_WRITTEN TASK:_ Reproduce the data below with "fingernail" replaced by "nail" at every occurrence and all other text left unchanged. Leave the pictures out of your answer.

Items from a dataset:
[BEGIN]
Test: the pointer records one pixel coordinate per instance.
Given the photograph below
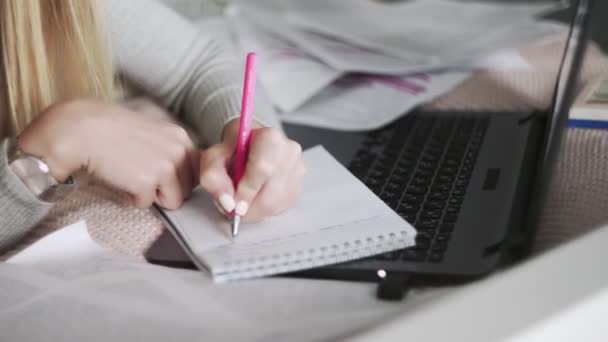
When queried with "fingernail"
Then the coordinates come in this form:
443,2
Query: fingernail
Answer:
241,208
227,202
[END]
_SOLUTION:_
Test: the pointer records one pixel coordinate per instance.
Given the photograph below
When queried with "nail"
Then the coordinates come in this form:
443,2
Query: nail
Answer:
241,208
227,202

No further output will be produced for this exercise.